WORK INSTRUCTIONS:
Please count the lines in the material below that contain the string "outcrop", matching case exactly, and reply with that number only.

— Start of THE INPUT —

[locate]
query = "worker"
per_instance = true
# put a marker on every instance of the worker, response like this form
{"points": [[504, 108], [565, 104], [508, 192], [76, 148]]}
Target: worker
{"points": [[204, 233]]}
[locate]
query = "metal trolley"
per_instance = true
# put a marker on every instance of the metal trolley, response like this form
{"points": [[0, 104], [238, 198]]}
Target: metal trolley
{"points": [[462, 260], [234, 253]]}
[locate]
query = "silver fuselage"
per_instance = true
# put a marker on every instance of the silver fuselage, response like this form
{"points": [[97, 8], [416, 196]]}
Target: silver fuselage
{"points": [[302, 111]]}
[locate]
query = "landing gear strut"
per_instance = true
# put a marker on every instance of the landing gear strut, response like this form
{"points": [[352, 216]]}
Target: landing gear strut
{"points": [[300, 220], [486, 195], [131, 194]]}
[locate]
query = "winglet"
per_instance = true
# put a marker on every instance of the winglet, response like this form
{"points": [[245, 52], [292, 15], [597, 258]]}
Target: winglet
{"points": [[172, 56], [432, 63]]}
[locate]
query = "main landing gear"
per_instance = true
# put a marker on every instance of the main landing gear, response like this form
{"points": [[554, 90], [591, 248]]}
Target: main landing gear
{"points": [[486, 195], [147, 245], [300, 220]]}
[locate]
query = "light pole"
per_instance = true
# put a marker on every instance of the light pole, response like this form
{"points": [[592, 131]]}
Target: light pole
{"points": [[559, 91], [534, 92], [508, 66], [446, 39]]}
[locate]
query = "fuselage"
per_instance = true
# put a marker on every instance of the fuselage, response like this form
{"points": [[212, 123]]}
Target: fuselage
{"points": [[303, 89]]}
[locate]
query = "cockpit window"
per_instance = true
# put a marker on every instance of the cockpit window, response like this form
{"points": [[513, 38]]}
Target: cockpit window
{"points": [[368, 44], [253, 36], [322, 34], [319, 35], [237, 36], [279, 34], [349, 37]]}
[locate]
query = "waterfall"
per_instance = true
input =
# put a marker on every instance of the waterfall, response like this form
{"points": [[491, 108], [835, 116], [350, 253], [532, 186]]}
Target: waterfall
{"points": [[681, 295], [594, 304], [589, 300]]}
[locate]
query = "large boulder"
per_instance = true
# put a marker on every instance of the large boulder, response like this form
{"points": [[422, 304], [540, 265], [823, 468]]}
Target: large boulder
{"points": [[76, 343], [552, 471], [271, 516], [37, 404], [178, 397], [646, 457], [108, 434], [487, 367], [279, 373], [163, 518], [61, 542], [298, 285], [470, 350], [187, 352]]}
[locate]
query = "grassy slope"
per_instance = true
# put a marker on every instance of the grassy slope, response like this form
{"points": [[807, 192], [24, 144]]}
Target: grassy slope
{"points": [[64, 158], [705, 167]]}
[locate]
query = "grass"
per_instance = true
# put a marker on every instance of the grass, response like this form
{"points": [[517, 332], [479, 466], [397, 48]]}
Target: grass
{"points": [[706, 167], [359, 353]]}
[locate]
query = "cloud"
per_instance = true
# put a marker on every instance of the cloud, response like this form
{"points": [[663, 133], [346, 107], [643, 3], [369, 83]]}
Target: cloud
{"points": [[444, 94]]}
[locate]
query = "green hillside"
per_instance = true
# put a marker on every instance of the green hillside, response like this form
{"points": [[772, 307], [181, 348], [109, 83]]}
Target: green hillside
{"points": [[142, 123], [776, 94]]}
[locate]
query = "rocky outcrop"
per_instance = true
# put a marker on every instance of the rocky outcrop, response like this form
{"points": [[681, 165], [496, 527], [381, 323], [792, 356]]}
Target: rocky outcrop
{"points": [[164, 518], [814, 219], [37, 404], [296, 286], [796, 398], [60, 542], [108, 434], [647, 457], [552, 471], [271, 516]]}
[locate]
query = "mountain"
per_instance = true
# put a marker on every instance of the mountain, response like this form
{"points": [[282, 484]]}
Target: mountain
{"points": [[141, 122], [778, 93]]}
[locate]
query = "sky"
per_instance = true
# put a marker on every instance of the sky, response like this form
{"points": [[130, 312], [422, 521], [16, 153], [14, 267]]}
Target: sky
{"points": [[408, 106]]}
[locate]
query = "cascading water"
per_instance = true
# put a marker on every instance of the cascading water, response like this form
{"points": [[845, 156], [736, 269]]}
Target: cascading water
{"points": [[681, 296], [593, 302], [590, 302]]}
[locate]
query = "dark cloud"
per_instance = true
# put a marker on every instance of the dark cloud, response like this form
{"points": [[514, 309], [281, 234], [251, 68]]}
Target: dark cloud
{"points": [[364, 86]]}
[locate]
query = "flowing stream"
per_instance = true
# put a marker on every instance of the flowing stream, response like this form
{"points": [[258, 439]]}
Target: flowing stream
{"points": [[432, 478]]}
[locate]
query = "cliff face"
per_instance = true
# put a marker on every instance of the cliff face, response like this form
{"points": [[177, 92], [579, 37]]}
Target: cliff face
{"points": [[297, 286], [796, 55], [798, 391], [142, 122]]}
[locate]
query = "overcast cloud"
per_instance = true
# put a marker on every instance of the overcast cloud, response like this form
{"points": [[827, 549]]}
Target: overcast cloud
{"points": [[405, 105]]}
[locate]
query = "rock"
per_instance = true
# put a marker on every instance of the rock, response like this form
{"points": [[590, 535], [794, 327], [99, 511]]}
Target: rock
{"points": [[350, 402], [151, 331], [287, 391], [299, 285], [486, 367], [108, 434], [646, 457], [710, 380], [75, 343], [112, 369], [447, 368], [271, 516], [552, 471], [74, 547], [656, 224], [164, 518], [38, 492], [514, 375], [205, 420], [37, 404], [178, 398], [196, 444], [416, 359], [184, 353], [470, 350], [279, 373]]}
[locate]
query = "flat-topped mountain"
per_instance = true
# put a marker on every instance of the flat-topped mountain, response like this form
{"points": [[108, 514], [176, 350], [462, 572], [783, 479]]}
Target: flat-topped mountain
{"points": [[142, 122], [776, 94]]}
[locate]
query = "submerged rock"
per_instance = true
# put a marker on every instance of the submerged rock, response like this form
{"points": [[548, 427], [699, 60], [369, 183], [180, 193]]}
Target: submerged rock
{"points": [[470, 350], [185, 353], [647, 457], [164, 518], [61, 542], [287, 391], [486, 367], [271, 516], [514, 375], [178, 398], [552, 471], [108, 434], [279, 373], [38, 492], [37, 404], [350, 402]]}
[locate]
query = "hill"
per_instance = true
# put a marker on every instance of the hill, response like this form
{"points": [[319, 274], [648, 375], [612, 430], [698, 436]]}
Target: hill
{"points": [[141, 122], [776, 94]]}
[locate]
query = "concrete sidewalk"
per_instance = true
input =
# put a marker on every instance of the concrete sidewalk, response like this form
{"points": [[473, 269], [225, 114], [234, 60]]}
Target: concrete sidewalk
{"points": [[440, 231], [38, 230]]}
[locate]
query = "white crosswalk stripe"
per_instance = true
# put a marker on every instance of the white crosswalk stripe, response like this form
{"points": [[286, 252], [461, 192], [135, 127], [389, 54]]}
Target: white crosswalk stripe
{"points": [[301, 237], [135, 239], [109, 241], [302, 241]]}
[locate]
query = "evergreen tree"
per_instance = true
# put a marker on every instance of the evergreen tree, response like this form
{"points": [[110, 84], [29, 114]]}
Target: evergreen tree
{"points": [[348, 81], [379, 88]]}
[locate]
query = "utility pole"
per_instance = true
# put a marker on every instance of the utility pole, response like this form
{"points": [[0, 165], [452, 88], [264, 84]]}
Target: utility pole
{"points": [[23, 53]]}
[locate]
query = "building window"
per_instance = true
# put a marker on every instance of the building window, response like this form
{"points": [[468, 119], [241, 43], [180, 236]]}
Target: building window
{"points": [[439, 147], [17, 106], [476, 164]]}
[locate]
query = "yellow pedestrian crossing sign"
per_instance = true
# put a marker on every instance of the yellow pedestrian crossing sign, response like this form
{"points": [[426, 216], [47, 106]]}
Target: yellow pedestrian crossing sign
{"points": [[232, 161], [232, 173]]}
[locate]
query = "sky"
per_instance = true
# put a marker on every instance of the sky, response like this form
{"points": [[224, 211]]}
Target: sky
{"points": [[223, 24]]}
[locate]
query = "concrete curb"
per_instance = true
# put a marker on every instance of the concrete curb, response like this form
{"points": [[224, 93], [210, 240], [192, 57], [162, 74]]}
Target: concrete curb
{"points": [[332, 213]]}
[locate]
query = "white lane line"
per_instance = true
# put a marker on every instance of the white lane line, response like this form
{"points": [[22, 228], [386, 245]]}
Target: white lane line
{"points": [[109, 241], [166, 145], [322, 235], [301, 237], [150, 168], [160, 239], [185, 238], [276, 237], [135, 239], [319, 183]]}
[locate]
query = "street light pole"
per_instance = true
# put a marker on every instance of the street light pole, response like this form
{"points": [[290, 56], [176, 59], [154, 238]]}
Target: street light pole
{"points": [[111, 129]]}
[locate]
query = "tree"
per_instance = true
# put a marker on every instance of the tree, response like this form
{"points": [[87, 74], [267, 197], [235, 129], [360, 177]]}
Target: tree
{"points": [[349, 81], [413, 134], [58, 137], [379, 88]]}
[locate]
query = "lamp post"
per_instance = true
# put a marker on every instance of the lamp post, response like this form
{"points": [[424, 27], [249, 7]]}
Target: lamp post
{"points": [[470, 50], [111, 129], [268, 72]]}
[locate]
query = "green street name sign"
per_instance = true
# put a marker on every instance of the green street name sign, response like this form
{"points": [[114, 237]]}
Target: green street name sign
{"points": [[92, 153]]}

— End of THE INPUT —

EXPECTED ANSWER:
3